▸ WORK REQUIRED: Go through the listing and return every line with "leaf" in it.

▸ SUPPLIED RECORDS:

-.-.-

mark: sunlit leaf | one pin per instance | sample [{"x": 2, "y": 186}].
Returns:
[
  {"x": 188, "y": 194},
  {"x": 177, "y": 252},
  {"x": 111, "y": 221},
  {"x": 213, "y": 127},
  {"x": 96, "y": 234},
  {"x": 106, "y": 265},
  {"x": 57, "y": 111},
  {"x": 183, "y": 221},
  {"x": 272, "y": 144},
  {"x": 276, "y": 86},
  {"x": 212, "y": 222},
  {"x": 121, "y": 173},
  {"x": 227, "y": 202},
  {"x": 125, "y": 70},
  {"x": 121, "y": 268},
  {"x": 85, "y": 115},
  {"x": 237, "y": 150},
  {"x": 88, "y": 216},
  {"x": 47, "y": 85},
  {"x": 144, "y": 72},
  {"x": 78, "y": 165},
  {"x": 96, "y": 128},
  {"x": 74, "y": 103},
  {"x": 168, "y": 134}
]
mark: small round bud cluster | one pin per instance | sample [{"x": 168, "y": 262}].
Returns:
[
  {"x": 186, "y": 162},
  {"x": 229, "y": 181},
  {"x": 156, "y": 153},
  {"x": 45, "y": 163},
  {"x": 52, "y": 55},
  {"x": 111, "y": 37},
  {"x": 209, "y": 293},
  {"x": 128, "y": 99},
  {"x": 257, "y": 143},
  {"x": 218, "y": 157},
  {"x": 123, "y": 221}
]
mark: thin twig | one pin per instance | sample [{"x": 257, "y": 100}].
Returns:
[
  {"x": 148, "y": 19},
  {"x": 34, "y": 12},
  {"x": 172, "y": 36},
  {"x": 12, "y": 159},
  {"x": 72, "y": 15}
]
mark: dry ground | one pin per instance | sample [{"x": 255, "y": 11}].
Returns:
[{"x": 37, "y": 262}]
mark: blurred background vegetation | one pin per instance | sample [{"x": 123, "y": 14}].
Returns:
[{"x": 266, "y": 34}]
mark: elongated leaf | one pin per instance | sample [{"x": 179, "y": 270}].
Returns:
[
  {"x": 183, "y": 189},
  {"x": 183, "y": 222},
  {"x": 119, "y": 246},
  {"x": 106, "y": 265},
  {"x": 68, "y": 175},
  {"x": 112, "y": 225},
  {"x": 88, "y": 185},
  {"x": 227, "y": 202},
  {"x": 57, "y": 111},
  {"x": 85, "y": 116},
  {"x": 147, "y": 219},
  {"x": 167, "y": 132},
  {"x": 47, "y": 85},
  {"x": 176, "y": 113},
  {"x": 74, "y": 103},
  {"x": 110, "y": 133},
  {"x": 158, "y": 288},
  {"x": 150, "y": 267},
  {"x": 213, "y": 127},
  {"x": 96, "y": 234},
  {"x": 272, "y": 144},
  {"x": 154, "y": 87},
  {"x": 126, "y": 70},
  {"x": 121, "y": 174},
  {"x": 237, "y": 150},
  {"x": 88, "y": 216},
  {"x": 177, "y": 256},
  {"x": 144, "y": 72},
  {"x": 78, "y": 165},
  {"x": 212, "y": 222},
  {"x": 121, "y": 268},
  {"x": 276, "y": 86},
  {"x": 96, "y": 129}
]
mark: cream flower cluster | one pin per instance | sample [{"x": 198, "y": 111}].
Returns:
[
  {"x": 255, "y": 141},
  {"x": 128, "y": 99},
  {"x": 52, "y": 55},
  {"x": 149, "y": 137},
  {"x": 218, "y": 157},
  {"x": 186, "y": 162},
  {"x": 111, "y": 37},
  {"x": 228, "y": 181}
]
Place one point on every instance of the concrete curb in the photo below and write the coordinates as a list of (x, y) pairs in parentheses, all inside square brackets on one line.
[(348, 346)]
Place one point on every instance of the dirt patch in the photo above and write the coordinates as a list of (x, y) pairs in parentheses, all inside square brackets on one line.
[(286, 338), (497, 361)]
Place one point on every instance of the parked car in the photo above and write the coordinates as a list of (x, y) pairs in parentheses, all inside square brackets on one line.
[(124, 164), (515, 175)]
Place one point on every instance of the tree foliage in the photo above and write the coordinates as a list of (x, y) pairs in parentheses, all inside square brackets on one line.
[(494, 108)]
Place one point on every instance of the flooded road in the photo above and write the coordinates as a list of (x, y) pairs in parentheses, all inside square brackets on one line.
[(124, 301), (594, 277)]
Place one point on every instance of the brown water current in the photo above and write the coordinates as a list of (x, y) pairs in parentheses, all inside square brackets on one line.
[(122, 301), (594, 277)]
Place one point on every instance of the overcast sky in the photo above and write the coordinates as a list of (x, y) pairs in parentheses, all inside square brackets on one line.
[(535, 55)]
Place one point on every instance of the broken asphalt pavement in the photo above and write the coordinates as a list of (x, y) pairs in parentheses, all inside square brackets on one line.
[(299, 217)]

-.-.-

▸ RESPONSE:
mark: sunlit leaf | one pin per instance | sample [{"x": 2, "y": 186}].
mark: elongated leaf | one pin per instance | sample [{"x": 179, "y": 270}].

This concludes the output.